Copy out the data from its first line through the line containing "[(834, 231)]", swapping "red trim" for "yellow trim" and leaving everything else unchanged.

** start **

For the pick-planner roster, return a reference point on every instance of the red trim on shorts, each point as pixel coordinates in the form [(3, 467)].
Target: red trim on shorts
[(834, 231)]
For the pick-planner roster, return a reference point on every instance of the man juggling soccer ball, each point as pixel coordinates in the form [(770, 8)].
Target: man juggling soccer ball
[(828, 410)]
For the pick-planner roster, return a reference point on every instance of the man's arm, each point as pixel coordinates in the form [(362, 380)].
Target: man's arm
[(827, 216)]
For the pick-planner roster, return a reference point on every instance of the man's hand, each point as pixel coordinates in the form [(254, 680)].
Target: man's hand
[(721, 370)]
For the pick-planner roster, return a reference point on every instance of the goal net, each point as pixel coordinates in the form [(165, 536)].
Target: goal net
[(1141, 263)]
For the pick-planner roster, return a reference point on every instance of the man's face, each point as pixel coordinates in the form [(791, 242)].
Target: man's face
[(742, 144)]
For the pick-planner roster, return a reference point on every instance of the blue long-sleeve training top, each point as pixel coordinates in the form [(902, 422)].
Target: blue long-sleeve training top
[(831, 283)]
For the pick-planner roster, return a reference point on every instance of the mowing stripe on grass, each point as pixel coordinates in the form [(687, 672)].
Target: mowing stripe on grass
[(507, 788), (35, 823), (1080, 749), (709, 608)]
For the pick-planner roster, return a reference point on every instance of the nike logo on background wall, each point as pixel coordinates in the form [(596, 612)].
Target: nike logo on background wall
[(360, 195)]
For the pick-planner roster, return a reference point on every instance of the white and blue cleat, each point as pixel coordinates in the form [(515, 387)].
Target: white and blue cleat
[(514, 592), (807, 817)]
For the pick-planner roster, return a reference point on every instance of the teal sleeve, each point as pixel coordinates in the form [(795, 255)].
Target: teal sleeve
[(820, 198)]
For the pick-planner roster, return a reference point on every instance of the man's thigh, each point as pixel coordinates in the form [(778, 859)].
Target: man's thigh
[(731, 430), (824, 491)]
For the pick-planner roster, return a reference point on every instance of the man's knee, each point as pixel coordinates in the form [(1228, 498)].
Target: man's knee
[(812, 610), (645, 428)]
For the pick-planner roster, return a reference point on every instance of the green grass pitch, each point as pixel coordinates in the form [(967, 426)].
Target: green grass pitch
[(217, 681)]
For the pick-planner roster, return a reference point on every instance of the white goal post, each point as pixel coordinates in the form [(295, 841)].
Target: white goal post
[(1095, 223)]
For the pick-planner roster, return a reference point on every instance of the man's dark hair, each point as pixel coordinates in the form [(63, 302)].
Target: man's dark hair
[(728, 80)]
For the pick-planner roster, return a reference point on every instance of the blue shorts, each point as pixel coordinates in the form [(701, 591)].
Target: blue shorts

** end **

Completed exercise:
For the pick-planner roster, return a reference point on every instance of the yellow trim on shorts, each point as pixel coordinates in the form [(3, 467)].
Target: yellow trim on shorts
[(834, 231)]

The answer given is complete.